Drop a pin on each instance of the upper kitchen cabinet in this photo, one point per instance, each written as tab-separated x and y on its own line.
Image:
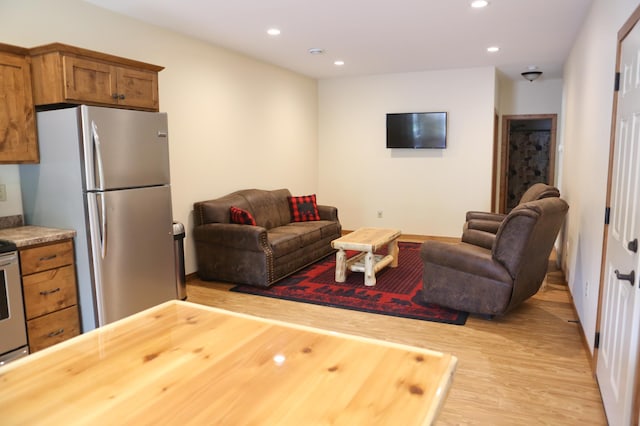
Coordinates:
67	74
18	141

_WHAT NEEDS TO BE DONE:_
Rewrite these lines with "upper kitchen cabinet" changed to "wall-mounted cupboard" and everything else left as it is, leaving out the pictures.

_TASK ANSWER:_
Drop a pin on each instance of the wall-mounted cupboard in this photo, one point per instance, each written as tab-separated x and y on its own line.
Image:
Coordinates:
67	74
18	141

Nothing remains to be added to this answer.